## [SOURCE PASSAGE]
──────

Alexa will see you now

United Kingdom

In a push towards accessibility, the NHS and Amazon have partnered to stream NHS-verified information to UK homes.  Alexa, Amazon’s voice-assisted technology, is now capable of automatically searching online NHS information to find answers to medical questions.  UK users can ‘ask Alexa’ and receive instant answers to questions about their health and wellbeing without having to search through the abundance of information available online.

The NHS hopes this new development will relieve the strain on human doctors and reduce unnecessary pressure on the emergency services by providing an alternative resource and empowering people to take better control of their health where minor ailments and illnesses are concerned.  Voice search is increasing rapidly and by 2020 half of all internet searches are expected to be made via voice-assisted technology.  The introduction of this new partnership is intended to assist the elderly, disabled, those with difficulty attending health centres and those who struggle with using online resources. 

The announcement of this partnership has, however, not been universally met without concern.  Whilst many view the development positively, highlighting the fact that Alexa has always responded to health queries and now the information provided will be NHS-verified and reliable, as would be expected from a new means of delivery of medical information and the sharing of personally identifiable information, opinion amongst AI and data experts varies.

Information pertaining to health is recognised as a special category of personal data and therefore requires additional care to ensure its adequate protection.  Questions relating to the encryption of, access to, and processing of, health information have all been raised with the partners confirming that multiple layers of authentication will protect the data from UK customers and that the encrypted data will be kept confidentially in the UK.

──────

## [SUPPLIED DATA]
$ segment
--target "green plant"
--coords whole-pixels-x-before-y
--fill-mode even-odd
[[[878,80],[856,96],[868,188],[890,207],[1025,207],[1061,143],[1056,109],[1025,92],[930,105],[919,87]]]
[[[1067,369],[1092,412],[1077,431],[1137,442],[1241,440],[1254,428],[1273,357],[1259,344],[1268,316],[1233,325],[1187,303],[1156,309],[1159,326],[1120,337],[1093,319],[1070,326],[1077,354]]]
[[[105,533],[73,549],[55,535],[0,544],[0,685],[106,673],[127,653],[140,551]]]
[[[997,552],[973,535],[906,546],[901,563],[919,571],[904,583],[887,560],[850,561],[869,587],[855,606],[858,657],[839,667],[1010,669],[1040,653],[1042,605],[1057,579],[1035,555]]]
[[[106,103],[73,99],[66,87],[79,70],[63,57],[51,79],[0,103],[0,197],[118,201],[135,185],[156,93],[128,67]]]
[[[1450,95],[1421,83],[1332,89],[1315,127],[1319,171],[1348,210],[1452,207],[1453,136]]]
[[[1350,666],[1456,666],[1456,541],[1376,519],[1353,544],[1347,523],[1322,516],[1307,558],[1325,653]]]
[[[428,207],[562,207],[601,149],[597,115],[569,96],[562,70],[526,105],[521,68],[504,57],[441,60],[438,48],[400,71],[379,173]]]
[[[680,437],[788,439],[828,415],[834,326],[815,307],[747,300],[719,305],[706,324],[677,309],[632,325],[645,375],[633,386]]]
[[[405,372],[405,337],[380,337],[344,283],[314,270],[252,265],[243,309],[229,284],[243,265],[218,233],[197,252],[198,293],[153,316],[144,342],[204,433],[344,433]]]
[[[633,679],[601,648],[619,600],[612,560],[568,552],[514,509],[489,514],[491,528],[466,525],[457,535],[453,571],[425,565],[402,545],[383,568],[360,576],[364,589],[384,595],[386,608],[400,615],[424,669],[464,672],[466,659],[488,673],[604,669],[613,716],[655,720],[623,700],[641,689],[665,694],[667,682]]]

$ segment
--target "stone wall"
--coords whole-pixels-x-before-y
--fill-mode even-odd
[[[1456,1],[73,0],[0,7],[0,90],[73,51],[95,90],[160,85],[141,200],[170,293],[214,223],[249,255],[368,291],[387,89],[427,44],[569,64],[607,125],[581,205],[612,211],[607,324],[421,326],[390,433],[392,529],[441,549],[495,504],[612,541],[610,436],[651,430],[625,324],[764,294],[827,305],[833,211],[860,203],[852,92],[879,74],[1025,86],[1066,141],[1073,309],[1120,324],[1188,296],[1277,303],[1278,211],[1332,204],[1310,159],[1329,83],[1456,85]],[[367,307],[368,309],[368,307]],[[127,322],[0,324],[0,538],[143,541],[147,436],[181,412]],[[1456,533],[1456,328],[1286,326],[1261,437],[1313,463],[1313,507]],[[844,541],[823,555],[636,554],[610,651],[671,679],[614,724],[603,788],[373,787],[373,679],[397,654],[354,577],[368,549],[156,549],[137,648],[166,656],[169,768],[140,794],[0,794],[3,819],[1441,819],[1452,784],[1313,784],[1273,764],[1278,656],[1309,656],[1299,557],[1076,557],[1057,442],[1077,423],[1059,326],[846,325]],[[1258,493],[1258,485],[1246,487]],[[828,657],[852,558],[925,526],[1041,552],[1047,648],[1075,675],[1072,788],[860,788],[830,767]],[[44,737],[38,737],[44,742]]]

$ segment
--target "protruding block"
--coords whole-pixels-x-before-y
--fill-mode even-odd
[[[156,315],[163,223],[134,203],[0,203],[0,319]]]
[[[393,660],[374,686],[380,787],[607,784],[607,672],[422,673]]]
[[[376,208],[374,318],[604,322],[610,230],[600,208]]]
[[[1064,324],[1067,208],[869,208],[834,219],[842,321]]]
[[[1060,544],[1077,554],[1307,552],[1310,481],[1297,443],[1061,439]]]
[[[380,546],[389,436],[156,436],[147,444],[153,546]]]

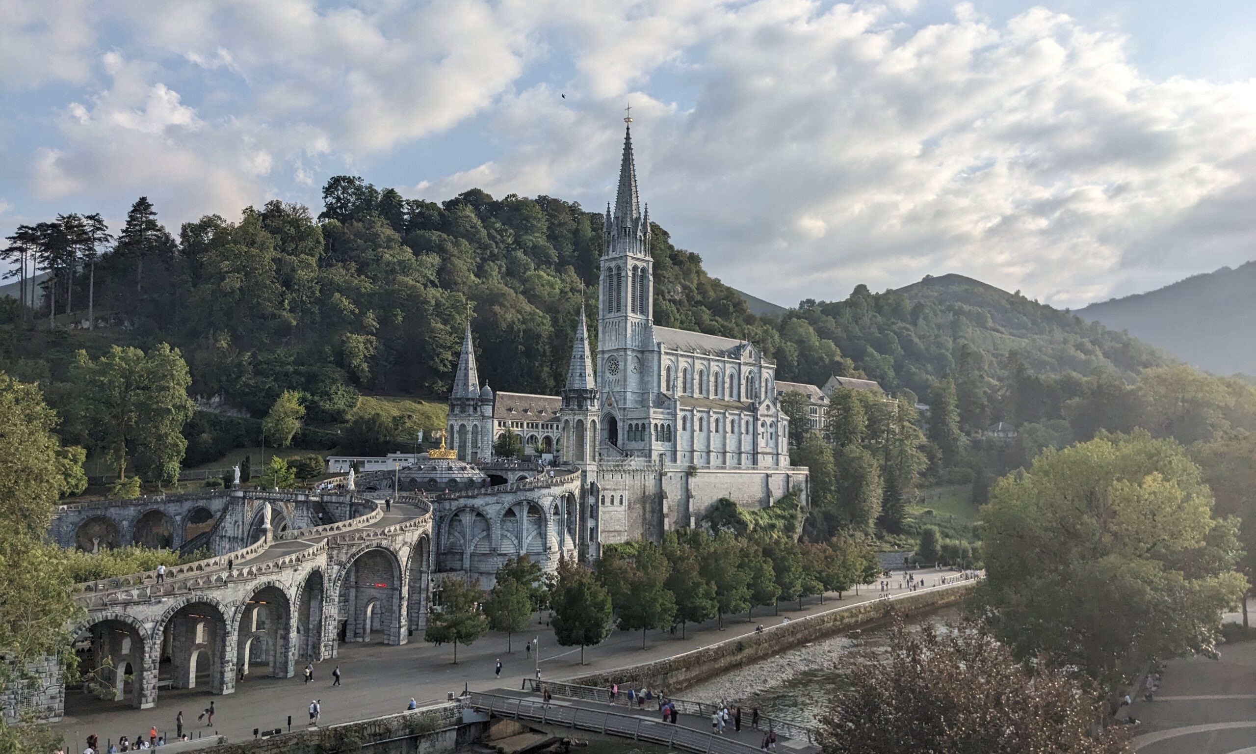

──────

## [COMPLETE THE FOLLOWING]
1. Answer these questions using the article about the NHS and Amazon's Alexa:
(a) What share of all internet searches is expected to be made via voice-assisted technology by 2020?
(b) What does the article say health information is recognized as?
(c) Where will the encrypted data be kept?
2. Continue the article about the NHS and Amazon's Alexa from the point where it stops.
The rows are separate material from the article about the NHS and Amazon's Alexa.

## [RESPONSES BY ITEM NUMBER]
1.
(a) Half.
(b) A special category of personal data.
(c) Confidentially in the UK.

2.
The medical community has voiced concern about the growing tendency among the public to ‘self-diagnose’ and treat/ignore.  Situational judgements are beyond the ability of currently available technology and differentiation between an isolated symptom, when that symptom is a sign of a minor illness, or when that symptom indicates a more significant illness that needs further investigation or treatment largely requires a doctor’s expertise.  The distinction between the delivery of ‘information’ and symptom sorting, and ‘advice’ is crucial here. 

The NHS is increasingly partnering with private companies to offer access to its services; Babylon Health, Push Doctor and Now GP all allow video appointments with GPs to be made remotely and whilst this is the first of many attempts by the government led NHSX unit to boost the use of digital technology within the health sector talks with other companies such as Microsoft are currently underway.  NHSX is looking at ways of making more NHS services available to all patients through digital technology and this week’s announcement supports the commitment in the NHS Long Term Plan to make more NHS services available digitally.